WHAT YOU ARE ASKED TO DO — How many lines in the entries below contain the string "metal", matching case exactly? Reply with the number alone.

[Data records]
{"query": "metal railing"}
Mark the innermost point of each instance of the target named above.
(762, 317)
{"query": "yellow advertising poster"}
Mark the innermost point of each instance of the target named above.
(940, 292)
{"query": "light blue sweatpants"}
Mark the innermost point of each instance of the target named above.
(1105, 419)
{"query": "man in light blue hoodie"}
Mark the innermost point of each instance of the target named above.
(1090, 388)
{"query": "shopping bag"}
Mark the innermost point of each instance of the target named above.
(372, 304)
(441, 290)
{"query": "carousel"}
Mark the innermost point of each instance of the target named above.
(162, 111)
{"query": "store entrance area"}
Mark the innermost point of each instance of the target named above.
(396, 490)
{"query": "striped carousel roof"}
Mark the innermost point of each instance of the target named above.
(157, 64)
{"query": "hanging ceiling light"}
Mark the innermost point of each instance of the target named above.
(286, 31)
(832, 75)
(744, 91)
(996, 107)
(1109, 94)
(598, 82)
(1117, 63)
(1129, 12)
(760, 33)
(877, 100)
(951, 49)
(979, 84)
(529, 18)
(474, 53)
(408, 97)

* * *

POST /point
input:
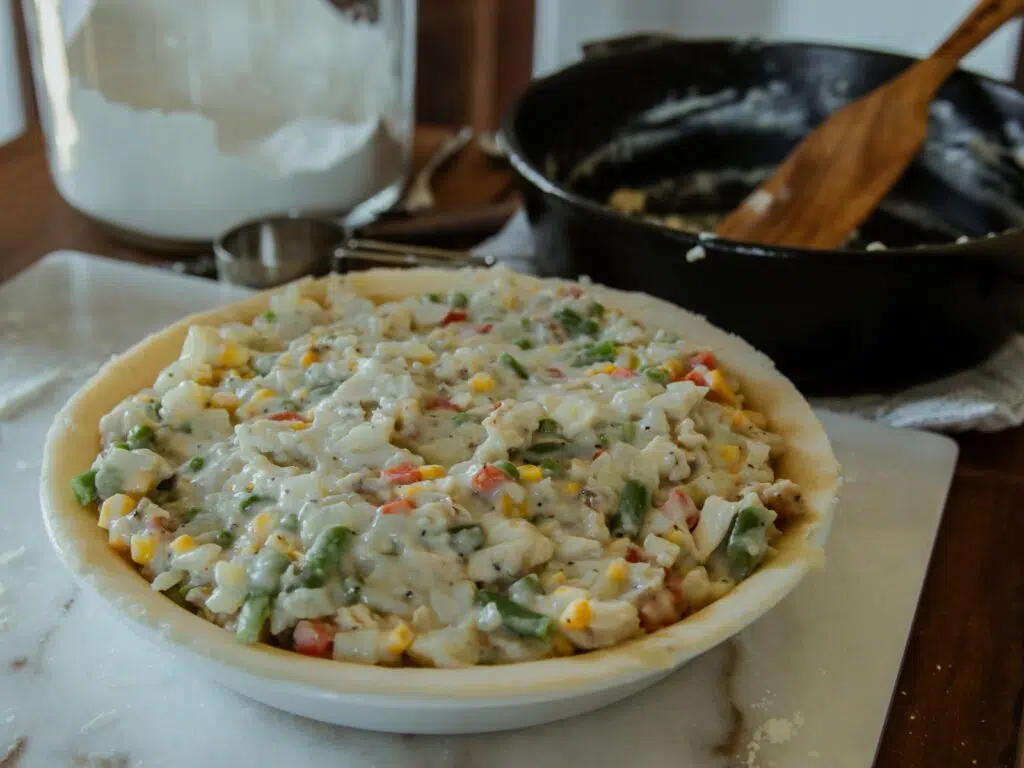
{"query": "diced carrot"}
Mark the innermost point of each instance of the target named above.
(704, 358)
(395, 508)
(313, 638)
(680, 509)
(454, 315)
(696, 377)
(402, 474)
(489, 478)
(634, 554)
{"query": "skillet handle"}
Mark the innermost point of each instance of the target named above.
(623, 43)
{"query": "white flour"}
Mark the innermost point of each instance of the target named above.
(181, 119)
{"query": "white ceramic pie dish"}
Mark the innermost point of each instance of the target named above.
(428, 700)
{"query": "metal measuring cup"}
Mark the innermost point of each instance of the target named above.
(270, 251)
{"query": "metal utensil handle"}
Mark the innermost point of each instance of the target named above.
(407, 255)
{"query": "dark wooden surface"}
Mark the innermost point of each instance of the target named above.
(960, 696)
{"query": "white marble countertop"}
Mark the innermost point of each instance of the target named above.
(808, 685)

* * *

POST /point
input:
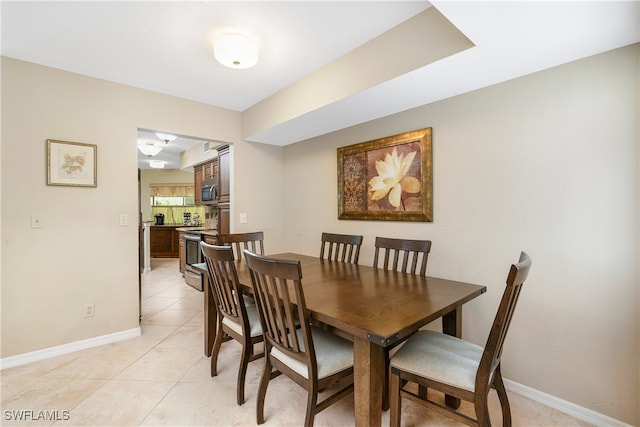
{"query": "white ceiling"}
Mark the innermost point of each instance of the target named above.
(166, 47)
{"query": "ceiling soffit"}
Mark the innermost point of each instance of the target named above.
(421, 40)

WRITTEN SOLUTION — 3